***** SELECTED EXCERPT
During this time Clark also took part in British Saloon Cars, winning the championship in 1964, as well as Formula 2 and the Tasman Cup. Clark would be crowned champion of the British and French F2 championships in 1965 as well as being a three time Tasman Cup champion (1965, 1967 and 1968). His second F1 title came in 1965, a year after he agonizingly missed out on the 64 crown due to an oil leak, handing Surtees the title. Clark, Chapman and Ford were so determined to win the Indy 500 that he would miss Monaco in 1965 as well. But the move paid off as Clark qualified on the front row and led 190 of the 200 laps to take the win. It was the first win for a rear engined car at Indianapolis, no front engined car would ever win at the Brickyard again. Also it represented the first, and likely only time, that a driver would win Indy and the F1 title in the same year.
Clark would have a harder time in 66 defending the title due to the new 3000cc engine regulations. An overweight and over complex H16 BRM engine wasn’t ready for the start of the season and meant the Lotus was under powered till it came along. Normally it would struggle as well but Clark would manage to take a win in the US GP regardless as well as nearly defending his Indy crown, finishing second to Graham Hill. There would be one final attempt at another Indy in 67 but piston failure seen him retire after 35 laps.
Clark was always near the front in anything he raced. His final F1 win was also to be his final F1 race at the South African GP in 1968. A few months later the quiet Scot was dead.
Clark had come to Hockenheim on 7th April 1968 for what was technically a minor race meeting despite a field of F1 drivers. Clark had been due at Brands Hatch for a 1000km World Sportscar race but went to Hockenheim due to contractual obligations with Firestone. It was a damp and miserable day in Germany that day, something that would not normally bother Clark. The meeting was in two heats and in the first heat Clark headed off on his fifth lap but never returned. His Lotus 48 veered off the track and crashed into the many trees lining the track. Emergency services reached him but he was pronounced dead before he reached the hospital with a broken neck and skull fractures. The cause of the crash has never been fully identified but a deflated tyre was blamed.
**********
(WORK TO COMPLETE) Continue the text on Jim Clark's racing career from the point where it stops.
***** ENTRIES SUPPLIED
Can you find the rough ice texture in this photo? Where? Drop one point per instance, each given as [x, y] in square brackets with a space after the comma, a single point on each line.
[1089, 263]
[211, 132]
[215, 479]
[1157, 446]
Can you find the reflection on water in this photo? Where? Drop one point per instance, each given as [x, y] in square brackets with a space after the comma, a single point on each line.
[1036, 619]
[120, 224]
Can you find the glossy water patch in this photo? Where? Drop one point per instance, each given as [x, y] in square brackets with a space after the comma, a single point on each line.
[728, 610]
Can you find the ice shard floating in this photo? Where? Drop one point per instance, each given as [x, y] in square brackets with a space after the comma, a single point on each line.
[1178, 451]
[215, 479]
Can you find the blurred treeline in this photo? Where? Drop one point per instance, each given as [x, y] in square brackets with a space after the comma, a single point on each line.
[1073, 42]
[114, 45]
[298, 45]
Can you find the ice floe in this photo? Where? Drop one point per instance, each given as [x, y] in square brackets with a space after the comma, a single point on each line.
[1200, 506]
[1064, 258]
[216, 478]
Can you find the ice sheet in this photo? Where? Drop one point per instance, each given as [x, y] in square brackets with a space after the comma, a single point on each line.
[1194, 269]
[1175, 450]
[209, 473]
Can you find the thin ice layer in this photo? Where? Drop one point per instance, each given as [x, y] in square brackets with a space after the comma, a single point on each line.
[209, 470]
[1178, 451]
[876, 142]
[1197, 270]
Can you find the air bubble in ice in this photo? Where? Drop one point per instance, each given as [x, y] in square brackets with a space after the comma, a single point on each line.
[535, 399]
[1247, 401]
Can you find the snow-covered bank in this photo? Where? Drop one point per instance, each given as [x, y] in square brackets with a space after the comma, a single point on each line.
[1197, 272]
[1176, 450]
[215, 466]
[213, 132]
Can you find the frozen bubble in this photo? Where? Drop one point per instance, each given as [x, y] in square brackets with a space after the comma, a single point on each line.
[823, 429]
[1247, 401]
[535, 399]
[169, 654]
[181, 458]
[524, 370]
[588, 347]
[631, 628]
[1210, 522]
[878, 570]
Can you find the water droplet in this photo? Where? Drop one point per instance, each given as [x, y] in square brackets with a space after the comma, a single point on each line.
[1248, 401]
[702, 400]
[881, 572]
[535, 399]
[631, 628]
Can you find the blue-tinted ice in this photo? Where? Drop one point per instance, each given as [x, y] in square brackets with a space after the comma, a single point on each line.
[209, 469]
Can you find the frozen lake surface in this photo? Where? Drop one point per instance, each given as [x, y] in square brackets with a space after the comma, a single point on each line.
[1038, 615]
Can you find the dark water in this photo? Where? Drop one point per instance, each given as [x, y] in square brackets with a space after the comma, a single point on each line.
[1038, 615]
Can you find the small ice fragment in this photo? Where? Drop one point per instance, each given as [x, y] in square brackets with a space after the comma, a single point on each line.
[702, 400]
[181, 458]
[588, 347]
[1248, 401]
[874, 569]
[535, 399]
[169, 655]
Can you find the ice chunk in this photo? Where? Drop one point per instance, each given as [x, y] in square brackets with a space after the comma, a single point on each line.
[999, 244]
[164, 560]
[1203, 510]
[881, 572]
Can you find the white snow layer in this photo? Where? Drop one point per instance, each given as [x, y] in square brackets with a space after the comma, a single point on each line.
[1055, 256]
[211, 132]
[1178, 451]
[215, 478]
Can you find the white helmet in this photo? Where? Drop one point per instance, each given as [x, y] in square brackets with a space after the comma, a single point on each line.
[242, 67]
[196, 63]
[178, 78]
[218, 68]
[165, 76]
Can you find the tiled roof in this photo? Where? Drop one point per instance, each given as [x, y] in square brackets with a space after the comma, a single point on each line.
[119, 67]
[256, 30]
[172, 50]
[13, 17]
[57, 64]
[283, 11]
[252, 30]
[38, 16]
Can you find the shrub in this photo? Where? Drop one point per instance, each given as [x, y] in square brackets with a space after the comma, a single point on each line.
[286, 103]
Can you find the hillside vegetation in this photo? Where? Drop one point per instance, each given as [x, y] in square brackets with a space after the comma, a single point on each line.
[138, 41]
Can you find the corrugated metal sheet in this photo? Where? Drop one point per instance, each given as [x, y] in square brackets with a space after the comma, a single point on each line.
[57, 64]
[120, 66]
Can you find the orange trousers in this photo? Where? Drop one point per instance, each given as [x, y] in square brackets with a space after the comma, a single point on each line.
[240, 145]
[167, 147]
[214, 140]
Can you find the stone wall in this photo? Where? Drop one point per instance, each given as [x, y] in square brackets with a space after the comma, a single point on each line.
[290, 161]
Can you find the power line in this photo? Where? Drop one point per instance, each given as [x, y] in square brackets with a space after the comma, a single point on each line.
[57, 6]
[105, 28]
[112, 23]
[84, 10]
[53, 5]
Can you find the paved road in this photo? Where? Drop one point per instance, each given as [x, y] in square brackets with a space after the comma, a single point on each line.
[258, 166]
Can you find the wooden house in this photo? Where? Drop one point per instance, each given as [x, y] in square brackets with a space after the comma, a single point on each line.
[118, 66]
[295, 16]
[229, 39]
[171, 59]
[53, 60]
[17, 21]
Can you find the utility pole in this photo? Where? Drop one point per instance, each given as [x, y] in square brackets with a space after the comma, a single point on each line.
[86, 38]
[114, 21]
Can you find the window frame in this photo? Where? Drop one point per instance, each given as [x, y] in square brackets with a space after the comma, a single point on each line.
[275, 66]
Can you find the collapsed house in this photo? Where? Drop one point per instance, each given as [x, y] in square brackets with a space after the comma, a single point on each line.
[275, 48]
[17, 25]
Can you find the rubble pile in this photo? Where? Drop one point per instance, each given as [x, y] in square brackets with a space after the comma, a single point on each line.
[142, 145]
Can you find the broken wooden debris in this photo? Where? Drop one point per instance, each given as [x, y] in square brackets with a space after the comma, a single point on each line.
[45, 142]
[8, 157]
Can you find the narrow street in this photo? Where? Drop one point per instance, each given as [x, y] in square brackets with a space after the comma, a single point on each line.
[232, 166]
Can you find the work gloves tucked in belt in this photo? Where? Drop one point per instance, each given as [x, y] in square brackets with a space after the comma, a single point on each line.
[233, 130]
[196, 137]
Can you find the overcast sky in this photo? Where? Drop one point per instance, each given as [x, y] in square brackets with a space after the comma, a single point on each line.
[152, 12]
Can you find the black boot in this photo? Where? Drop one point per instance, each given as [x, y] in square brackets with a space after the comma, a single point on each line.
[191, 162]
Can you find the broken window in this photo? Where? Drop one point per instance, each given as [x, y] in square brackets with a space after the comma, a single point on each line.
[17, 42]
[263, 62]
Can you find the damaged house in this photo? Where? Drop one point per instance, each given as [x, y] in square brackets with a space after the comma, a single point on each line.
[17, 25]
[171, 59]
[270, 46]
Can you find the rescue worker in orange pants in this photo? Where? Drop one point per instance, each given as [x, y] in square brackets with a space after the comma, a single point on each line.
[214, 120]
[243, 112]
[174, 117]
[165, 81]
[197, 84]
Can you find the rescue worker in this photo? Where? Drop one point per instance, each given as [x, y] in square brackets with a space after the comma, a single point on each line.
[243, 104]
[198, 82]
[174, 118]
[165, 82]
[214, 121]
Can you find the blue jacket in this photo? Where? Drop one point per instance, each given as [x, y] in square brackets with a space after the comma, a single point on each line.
**********
(ANSWER TO THIS EXERCISE)
Even now though this theroy is disputed. Some initial reports put it down to driver error but Clark’s peers like Jackie Stewart, Hill, Jack Brabham and Surtees didn’t agree. They felt it was either a tyre or, more likely, a mechanical issue. Reason for their thoughts was due to Clark’s deft touch and control and that the Lotus cars, albeit very fast, were also fragile, Chapman pushing the limits in search of his next unfair advantage. All that is known is the farmer’s son from Scotland had died in that forest in Germany that day.
Clark was, and still is, seen by many as the greatest due to his smooth car control and finesse that meant he didn’t break cars like others. He was also diverse as we have seen with championships in single seaters, Indy 500 success, saloon cars and even taking part in rallies like the 1966 RAC Rally of Great Britain and even a NASCAR event in 1967 at Rockingham.
“He (Clark) was so smooth, he was so clean, he drove with such finesse. He never bullied a racing car, he sort of caressed it into doing the things he wanted it to do.” was a quote from his friend and fellow Scot Jackie Stewart. Clark could take any car and be competitive, no matter the set up. While others struggled he excelled and this has to see Clark as one of, if not the most, versatile driver in motor sport history.